(TRY IT) From the line containing "If you could locate the green bush" down to the last line of the material below, copy each line exactly and leave out the rest.

(LISTED ENTRIES)
====

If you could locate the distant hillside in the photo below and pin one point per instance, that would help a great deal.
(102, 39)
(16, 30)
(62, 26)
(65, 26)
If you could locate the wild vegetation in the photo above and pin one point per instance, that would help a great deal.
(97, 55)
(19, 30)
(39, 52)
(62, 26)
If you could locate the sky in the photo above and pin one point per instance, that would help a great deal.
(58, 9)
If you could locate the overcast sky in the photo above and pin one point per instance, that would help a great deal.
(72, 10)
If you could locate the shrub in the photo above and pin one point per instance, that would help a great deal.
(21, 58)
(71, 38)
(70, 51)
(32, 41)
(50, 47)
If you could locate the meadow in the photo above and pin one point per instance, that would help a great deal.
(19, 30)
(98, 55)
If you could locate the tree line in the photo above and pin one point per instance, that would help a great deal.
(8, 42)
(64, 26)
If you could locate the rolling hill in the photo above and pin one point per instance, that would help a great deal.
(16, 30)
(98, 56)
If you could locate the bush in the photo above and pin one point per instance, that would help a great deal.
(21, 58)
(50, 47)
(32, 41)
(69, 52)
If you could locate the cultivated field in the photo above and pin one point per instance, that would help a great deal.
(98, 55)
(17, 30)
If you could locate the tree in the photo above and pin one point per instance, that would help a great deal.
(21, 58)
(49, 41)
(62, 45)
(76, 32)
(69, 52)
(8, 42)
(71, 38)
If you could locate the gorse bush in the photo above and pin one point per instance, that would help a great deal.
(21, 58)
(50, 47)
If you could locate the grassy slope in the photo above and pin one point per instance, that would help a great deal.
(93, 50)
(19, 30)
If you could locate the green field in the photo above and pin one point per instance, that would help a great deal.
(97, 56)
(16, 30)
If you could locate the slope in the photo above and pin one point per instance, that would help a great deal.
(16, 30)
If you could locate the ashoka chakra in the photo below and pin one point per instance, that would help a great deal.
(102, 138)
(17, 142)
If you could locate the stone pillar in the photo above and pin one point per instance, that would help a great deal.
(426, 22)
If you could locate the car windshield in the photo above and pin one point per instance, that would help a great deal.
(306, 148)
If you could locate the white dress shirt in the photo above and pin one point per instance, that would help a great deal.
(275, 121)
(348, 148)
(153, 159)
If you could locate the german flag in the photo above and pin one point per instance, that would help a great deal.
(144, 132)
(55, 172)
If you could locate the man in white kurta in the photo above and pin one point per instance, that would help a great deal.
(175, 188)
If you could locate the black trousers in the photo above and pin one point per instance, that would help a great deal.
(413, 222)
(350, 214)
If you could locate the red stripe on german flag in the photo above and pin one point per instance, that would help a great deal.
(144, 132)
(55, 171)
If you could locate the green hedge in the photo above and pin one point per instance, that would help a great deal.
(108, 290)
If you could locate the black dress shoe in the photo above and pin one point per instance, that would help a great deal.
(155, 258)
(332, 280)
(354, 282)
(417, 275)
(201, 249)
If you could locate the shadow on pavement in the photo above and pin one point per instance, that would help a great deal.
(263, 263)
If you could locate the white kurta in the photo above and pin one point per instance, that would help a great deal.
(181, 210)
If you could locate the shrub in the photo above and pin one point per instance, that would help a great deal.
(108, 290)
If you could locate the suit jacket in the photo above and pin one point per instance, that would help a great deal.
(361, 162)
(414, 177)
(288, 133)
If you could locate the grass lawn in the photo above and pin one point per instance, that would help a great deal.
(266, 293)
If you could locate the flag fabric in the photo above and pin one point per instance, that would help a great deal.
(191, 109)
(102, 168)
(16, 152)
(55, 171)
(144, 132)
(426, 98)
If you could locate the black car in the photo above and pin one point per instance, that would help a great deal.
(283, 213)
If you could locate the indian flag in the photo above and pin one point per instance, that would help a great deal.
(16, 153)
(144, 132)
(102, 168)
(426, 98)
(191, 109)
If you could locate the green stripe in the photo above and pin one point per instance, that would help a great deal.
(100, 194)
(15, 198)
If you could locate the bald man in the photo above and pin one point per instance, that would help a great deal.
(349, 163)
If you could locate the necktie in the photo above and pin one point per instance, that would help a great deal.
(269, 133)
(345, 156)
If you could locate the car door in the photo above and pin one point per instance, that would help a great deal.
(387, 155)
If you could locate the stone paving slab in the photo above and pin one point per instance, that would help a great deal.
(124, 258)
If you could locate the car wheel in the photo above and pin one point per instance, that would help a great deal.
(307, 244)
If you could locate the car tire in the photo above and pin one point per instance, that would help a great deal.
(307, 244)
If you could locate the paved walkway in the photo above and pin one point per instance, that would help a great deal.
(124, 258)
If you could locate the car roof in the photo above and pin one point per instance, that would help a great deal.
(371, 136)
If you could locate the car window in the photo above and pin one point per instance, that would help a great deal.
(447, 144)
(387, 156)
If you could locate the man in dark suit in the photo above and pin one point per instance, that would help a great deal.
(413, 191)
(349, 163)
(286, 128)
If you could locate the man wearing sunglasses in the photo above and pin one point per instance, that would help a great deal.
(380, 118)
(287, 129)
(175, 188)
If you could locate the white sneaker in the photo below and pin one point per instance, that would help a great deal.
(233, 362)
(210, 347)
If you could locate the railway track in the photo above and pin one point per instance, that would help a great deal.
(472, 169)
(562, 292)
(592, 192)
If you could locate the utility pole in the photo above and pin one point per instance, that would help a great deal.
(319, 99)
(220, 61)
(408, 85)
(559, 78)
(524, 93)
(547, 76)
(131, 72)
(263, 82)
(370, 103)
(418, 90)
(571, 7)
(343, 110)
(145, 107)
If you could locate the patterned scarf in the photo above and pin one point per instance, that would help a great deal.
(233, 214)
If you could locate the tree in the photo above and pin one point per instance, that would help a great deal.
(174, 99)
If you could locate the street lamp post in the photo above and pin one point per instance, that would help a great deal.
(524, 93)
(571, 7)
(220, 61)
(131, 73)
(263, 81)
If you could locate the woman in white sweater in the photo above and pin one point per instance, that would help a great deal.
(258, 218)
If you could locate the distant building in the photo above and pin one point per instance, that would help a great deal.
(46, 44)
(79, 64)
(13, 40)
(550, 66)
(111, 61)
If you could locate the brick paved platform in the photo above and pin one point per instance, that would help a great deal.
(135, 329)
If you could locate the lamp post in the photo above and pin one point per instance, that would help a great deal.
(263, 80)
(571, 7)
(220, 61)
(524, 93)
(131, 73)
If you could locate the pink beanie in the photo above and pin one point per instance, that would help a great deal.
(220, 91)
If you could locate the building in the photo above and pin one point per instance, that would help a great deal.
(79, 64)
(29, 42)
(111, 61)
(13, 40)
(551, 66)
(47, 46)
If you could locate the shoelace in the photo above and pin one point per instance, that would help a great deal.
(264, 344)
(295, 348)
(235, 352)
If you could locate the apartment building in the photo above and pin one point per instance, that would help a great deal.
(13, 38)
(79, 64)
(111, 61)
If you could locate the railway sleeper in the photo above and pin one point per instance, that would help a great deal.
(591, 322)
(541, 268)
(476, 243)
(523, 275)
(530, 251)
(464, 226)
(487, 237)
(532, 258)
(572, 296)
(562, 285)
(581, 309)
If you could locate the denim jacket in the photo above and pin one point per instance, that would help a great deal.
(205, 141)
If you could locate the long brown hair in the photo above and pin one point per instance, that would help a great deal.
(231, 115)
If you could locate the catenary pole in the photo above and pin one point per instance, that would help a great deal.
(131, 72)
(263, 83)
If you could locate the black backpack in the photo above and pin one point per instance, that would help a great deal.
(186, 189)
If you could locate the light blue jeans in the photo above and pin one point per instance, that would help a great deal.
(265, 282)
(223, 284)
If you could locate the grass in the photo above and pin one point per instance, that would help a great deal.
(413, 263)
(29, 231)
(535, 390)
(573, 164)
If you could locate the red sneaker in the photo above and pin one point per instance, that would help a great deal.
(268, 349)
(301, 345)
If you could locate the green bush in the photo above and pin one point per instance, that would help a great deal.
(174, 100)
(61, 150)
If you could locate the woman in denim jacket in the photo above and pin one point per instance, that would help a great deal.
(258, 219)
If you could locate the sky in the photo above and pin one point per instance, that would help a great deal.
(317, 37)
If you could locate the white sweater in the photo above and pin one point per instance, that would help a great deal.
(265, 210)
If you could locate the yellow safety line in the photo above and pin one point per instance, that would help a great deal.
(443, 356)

====

(RESPONSE TO THIS TASK)
If you could locate the green bush in the photo above and pin one point per instance, that would help a great deal.
(174, 100)
(61, 150)
If you could locate the woman in denim jacket in the photo above and pin one point per instance, that would help a great deal.
(258, 219)
If you could locate the sky in the photo above and pin one point per instance, that would help a great deal.
(317, 37)
If you could locate the white sweater in the photo above and pin one point per instance, that would help a great deal.
(265, 210)
If you could locate the yellow safety line in the photo above and pin one point per instance, that would help a great deal.
(443, 356)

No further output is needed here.